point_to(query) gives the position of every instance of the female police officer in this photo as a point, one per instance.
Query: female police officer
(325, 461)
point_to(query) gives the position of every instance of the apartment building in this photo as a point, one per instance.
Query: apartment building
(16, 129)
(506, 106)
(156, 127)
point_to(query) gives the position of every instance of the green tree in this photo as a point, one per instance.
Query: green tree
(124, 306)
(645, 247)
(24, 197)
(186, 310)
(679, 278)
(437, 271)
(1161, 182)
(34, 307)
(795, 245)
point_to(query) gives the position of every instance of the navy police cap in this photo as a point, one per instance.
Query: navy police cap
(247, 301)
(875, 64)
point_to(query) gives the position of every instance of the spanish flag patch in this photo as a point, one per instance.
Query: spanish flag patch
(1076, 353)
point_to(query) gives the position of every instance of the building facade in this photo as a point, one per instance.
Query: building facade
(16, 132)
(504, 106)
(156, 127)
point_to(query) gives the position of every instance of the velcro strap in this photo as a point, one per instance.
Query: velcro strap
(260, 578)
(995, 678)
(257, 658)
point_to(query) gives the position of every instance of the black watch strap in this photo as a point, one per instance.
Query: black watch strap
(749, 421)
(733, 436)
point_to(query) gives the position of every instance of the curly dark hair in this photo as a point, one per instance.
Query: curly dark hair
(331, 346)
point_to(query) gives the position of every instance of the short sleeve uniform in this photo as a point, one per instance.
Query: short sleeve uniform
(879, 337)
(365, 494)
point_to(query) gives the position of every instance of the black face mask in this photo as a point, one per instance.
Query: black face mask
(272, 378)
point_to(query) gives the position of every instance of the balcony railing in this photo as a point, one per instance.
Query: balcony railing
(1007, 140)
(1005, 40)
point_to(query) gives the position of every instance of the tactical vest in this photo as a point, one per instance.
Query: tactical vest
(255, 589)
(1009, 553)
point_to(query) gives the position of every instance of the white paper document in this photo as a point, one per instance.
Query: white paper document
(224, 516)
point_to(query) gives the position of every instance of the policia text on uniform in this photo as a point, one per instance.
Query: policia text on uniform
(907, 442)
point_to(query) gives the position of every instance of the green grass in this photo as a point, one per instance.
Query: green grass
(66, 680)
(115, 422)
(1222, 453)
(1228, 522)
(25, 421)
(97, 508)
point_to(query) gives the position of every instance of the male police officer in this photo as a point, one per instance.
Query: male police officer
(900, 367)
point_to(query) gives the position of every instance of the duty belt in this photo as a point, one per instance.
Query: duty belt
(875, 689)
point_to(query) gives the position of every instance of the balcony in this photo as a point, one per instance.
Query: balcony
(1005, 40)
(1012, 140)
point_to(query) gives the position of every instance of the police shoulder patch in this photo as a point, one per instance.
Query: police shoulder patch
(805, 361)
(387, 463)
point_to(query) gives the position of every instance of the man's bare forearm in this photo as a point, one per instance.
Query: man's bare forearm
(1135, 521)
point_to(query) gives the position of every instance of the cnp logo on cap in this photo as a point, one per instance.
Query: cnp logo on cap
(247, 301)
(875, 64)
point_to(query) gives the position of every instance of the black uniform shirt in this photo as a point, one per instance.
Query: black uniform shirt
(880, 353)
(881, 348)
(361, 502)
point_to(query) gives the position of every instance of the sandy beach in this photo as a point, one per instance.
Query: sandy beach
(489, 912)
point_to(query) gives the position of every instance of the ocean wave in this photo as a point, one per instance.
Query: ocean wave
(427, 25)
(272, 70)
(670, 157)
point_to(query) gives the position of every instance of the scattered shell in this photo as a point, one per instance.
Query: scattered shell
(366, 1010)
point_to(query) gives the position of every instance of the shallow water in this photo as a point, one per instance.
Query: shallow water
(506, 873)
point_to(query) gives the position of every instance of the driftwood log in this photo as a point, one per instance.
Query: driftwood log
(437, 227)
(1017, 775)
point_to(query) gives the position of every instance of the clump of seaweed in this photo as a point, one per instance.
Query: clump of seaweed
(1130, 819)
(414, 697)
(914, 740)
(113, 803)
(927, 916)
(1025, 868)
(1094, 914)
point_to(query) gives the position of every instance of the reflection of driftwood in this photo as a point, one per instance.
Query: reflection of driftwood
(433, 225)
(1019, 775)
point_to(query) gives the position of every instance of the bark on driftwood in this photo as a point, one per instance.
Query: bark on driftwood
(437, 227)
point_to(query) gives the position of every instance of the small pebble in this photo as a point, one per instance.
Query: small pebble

# # # # #

Copy the lines above word for word, with nothing changed.

point_to(query) gives the position of every instance of the female police officer in this photo as a point, one per instance.
Query: female police officer
(325, 461)
point_to(query) gives the position of every instance of the apartment building in this photo as a point, one per instance.
Query: apartment building
(16, 129)
(506, 106)
(156, 127)
point_to(query) gives the position of every instance of the green tree in this photo as a point, one per instance.
Query: green tree
(124, 306)
(645, 247)
(24, 197)
(186, 310)
(679, 278)
(437, 271)
(1161, 182)
(34, 307)
(795, 245)
point_to(query) gives the position of every instance of the navy police cap in this photo as a point, one per instance.
Query: navy police cap
(247, 301)
(875, 64)
point_to(query) gives the position of every instance of the spanish flag patch in this photo as a point, one per instance.
Query: spanish flag patch
(1076, 353)
point_to(query) gives the position of every instance of the building facade in this photo as a point, one per instance.
Query: building facade
(16, 132)
(504, 106)
(156, 127)
point_to(query) gives the position of every instance of the velcro strap in this photo as a point, one per instance.
Query: velcro strap
(260, 578)
(995, 678)
(257, 658)
point_to(query) gives the position of every instance of the black watch strap in this photo as a point, one per instance.
Query: black watch strap
(749, 421)
(733, 436)
point_to(query) gives the position of every instance of the curly dark hair in this photo as a point, one per instance.
Query: curly dark hair
(331, 346)
point_to(query) gives the position of every instance of the short sleeve uniform in this photo as a point, one per instance.
Query: short sleeve uniform
(879, 337)
(365, 494)
point_to(query) gives the position of every instance of the black face mask in this photo as a point, one per instance.
Query: black face mask
(272, 378)
point_to(query) gives the position of every instance of the balcony railing in this photo as a point, one per instance.
Query: balcony railing
(1007, 140)
(1005, 40)
point_to(query) gives the position of every instance of the tactical vest in this photo as a point, one per instance.
Query: tactical vest
(255, 589)
(1009, 553)
point_to(query) gives the position of every instance of the white paper document in this photo as a point, one per instance.
Query: white paper document
(224, 516)
point_to(query) gives the position of every instance of the policia text on uniform in this photo as a point, one per instance.
Query: policia text on uniform
(907, 442)
point_to(query) gives the position of every instance of the green grass in this photo as a point, one per instance.
Query: green grass
(66, 680)
(115, 422)
(1222, 453)
(1228, 522)
(25, 421)
(97, 508)
point_to(query) gives the position of every instance of the male police officer in this photo as a point, one per instance.
Query: male police officer
(900, 367)
point_to(query) gives the position of every instance of the duty belt in this photo as a point, one per instance.
Query: duty belt
(875, 689)
point_to(query) gives the position of every instance of the balcony in this photo as a point, one per instance.
Query: balcony
(1005, 40)
(1012, 140)
point_to(query) gives the position of every instance of the police shoulder patch in this photo as a point, one per instance.
Query: police shoulder patch
(805, 361)
(387, 463)
point_to(query) gives the position of every instance of the man's bare forearm in this photo as a point, one per instance.
Query: man's bare forearm
(1135, 521)
point_to(query) gives the position of every instance of the cnp logo on cap in this photo as a point, one per instance.
Query: cnp logo on cap
(247, 301)
(875, 64)
point_to(query) gives the position of every instance of the black uniform shirt in this photo as a point, one per instance.
Query: black uniform shirt
(880, 353)
(881, 348)
(361, 502)
point_to(query) gives the position of every instance of the sandy beach in this photo as a point, one per instance.
Query: sandy beach
(489, 912)
point_to(query) gives the position of every instance of the ocean wave in this photo as a point, one per instance.
Query: ocean wave
(427, 25)
(272, 70)
(670, 157)
point_to(query) gives the position of every instance of the scattered shell in this photo as a point, one per instance.
Query: scattered shell
(366, 1010)
point_to(query) gives the position of every instance of the shallow water in this photo as a point, one per instance.
Query: shallow water
(506, 873)
point_to(query) gives the position of every instance of the driftwood log in this photo as a point, one per instance.
Query: driftwood log
(437, 227)
(1017, 775)
point_to(query) gives the position of every instance of the clump of seaweed in this photo as a point, one per instance.
Query: clump of seaweed
(1130, 819)
(414, 697)
(914, 740)
(113, 803)
(927, 916)
(1025, 868)
(1094, 914)
point_to(query) gives the position of every instance of the reflection of driftwood in this photo as a point, one per instance.
Query: reflection of driftwood
(433, 225)
(1019, 775)
point_to(query) gives the position of every instance of the bark on driftwood in this photo as a point, one per instance.
Query: bark on driftwood
(437, 227)
point_to(query) gives the position of every instance of the small pebble in this photo as a point, one per instance.
Query: small pebble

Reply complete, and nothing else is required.